**PAGE EXCERPT:**
Beauty - Life Expressing Itself

Definition

Beauty, as it is used in this magnet, catalyzes the qualitative experience of feeling enriched or bringing pleasure to one’s senses, mind, and/or spirit. The story of this magnet is revealed in the findings below. It was added after the other magnets were complete and the picture of the whole emerged. The process of growth is the process of creation. Stepping back away from the whole, I hold the stories with my awareness of their beauty - the qualitative experience of life expressing itself. As I reflected on our discussions over the course of the research, one particular story stood out.

Findings

Christy began her story by reading a favorite poem by Rumi. She asked that her story given the same title as the poem, “Let the Beauty We Love Be What We Do. ” Having been deeply moved by the poem and its connection to her story, I thought, “Sure, sounds good. ” I let it go and went back to my analysis.

**DATA PROVIDED:**
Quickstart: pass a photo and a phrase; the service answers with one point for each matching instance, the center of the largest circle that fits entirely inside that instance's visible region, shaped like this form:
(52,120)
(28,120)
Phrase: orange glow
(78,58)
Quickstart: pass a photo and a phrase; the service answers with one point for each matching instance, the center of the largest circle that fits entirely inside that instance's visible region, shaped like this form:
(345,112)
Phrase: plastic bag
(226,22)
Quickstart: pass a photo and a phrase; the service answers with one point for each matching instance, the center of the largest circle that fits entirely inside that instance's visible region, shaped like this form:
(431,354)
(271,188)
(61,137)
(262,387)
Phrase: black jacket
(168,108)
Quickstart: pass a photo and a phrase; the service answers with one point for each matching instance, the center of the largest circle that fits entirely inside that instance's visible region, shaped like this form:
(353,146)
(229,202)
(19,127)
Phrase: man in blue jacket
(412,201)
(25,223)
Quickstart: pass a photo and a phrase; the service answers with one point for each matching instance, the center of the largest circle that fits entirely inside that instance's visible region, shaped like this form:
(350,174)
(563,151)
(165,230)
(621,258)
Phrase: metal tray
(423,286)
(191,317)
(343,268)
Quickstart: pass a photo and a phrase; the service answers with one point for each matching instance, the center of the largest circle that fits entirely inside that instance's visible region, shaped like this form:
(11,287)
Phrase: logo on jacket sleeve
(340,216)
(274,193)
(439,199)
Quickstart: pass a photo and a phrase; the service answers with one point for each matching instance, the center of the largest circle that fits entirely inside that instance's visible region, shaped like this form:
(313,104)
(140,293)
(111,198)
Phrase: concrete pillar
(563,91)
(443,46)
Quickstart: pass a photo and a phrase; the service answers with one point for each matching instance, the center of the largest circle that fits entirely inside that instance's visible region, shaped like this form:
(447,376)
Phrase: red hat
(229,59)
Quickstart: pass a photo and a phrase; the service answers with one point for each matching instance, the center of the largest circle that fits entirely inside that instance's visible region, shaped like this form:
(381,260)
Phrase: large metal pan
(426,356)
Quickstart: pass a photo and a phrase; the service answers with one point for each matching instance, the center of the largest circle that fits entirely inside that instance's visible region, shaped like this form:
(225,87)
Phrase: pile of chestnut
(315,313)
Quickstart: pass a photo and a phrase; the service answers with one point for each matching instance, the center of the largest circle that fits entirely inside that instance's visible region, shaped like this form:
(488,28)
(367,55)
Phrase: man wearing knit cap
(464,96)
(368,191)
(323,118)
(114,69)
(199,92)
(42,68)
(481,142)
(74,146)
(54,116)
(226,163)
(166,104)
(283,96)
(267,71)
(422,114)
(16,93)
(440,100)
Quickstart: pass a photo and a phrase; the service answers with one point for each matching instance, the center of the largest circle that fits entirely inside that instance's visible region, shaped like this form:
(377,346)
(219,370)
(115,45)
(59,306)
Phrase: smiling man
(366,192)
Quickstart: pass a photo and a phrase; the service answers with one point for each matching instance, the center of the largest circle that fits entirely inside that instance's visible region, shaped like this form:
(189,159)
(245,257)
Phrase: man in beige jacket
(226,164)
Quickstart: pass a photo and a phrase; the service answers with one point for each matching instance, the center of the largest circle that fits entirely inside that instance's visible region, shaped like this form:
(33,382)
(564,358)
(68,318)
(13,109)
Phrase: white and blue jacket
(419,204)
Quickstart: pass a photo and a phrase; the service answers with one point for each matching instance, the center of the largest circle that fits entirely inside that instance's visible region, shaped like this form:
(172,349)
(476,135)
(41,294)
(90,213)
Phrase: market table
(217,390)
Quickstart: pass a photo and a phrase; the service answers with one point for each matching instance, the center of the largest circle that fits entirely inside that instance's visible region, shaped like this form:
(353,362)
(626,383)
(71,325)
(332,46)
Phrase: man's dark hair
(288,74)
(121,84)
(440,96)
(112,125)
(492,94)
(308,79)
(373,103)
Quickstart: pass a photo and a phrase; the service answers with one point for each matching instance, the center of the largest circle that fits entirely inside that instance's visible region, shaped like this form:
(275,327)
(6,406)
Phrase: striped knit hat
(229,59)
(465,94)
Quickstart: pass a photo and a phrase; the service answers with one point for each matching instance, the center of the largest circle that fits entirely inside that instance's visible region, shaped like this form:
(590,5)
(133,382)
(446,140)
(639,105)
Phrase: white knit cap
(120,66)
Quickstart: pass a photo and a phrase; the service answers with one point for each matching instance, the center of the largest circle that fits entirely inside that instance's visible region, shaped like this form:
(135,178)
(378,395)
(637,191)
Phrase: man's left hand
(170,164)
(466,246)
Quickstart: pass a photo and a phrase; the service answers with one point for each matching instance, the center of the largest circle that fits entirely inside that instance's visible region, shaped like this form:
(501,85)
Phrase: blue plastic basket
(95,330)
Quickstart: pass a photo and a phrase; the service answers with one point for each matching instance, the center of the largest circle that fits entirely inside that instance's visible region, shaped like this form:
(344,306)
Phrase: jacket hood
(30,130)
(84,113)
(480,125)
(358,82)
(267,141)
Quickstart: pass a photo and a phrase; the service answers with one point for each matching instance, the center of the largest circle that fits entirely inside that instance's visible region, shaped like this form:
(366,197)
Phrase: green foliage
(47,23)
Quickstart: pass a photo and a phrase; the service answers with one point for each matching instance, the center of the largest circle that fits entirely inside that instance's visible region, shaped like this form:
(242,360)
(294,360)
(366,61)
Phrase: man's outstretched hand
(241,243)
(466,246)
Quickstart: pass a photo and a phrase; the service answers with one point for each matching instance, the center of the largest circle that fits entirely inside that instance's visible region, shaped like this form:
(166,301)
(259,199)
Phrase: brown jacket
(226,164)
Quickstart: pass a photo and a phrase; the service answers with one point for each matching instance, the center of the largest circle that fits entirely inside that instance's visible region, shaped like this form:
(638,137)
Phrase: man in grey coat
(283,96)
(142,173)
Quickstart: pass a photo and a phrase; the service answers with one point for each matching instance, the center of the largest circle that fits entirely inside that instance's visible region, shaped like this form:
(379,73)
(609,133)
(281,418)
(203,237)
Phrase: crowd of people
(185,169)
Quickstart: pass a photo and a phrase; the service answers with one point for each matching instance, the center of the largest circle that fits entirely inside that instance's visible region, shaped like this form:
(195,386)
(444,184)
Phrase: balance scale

**REQUIRED TASK:**
Copy out the full passage on beauty word for word, from its title line through its final sentence.

**TASK RESULT:**
Beauty - Life Expressing Itself

Definition

Beauty, as it is used in this magnet, catalyzes the qualitative experience of feeling enriched or bringing pleasure to one’s senses, mind, and/or spirit. The story of this magnet is revealed in the findings below. It was added after the other magnets were complete and the picture of the whole emerged. The process of growth is the process of creation. Stepping back away from the whole, I hold the stories with my awareness of their beauty - the qualitative experience of life expressing itself. As I reflected on our discussions over the course of the research, one particular story stood out.

Findings

Christy began her story by reading a favorite poem by Rumi. She asked that her story given the same title as the poem, “Let the Beauty We Love Be What We Do. ” Having been deeply moved by the poem and its connection to her story, I thought, “Sure, sounds good. ” I let it go and went back to my analysis.